● **Directive a**
Return everything from "Perhaps the creators" down to "on the video." in the article below about the 'Smash, Marry, Kill' video.

All over the world, women have become increasingly tired, frustrated and frankly bored of the outdated narratives men prescribe us to, and recently a local YouTube Channel is sitting in the hot seat after one famous South African actress decided not only to voice her thoughts but bring legal action into the equation.
Binnelanders and Is’Phindiselo starlet, Nicole Bessick has taken the decision to sue two South African YouTubers for “inciting harm and violence against women,” as per her interview with Channel24. This comes after the makers of a recent video entitled ‘Smash, Marry Kill’ brought opinions about woman’s looks that they might have considered keeping to themselves, to the internet’s domain.
Perhaps the creators thought that the world wanted to hear their rankings on females based on their appearances alone, but they might have considered the times we’re living in, as well as the country, a little more carefully, as well as the woman they chose – for female-activists like Nicole were never going to keep quiet about content remarkably unnecessary and regressive.
“We live in a country that has one of the highest femicide rates globally and has quite literally been referred to as ‘the rape capital of the world’. Videos like these need to be called out for what they are: vulgar, distasteful, criminal”, Nicole expressed in response to her ‘feature’ on the video.
The entire clip is based on two men’s ranking of various South African women and takes on the admittedly outdated game ‘Smash, Marry, Kill’ as the content idea. The ‘game’ essentially asks players to choose who they would sleep with, marry or murder based on three options. While the game may have once been considered light-hearted in the times when women weren’t so vocal about being subjugated to the opinions of men, the times have changed.
The women they discuss are ‘ranked’ purely on looks alone. Factors like their ethnicity, ‘bums’ ‘lips’ and overall appearance are considered like an outdated pageant no one asked for.

● **Directive b**
Report each line of the entries below that contains the string "crate".

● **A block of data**

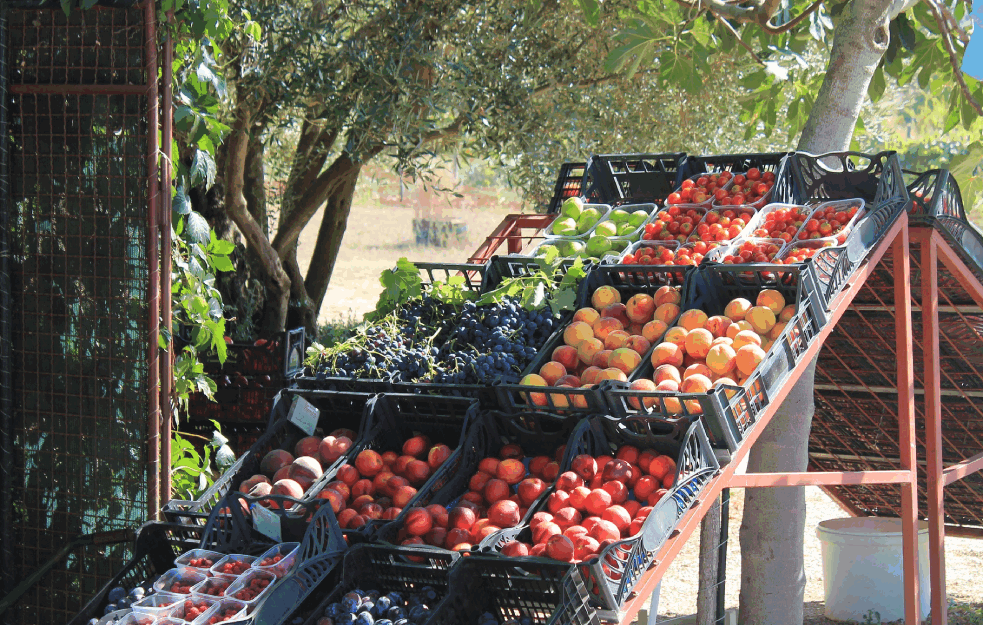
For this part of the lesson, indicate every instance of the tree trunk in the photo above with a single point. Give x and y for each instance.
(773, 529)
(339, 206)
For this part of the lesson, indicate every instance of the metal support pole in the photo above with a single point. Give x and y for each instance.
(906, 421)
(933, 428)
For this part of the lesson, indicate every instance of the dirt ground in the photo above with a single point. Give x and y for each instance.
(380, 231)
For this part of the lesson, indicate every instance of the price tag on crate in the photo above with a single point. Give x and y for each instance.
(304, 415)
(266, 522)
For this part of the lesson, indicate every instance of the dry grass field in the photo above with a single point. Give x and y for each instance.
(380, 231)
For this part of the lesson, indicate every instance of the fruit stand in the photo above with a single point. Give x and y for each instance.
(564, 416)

---

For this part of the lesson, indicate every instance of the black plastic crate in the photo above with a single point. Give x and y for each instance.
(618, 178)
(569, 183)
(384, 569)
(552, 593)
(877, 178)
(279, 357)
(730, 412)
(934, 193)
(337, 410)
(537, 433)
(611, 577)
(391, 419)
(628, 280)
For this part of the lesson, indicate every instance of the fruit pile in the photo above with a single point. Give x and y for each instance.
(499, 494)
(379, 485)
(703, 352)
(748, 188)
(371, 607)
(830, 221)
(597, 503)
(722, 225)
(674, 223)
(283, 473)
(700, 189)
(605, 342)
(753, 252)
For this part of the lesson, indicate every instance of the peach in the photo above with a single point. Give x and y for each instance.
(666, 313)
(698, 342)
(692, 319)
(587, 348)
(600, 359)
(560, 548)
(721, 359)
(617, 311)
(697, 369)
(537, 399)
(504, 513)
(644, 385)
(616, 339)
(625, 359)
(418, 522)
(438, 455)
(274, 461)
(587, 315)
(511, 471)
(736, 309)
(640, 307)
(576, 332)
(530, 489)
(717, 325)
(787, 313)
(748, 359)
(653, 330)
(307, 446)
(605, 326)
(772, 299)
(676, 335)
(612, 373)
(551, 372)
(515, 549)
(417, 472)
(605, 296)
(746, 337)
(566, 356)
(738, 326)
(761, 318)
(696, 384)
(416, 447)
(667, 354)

● **Written reply a**
Perhaps the creators thought that the world wanted to hear their rankings on females based on their appearances alone, but they might have considered the times we’re living in, as well as the country, a little more carefully, as well as the woman they chose – for female-activists like Nicole were never going to keep quiet about content remarkably unnecessary and regressive.
“We live in a country that has one of the highest femicide rates globally and has quite literally been referred to as ‘the rape capital of the world’. Videos like these need to be called out for what they are: vulgar, distasteful, criminal”, Nicole expressed in response to her ‘feature’ on the video.

● **Written reply b**
For this part of the lesson, indicate every instance of the price tag on crate in the photo above with a single point. Give x and y for each instance.
For this part of the lesson, indicate every instance of the black plastic crate in the photo above with a single point. Give x and y for each instance.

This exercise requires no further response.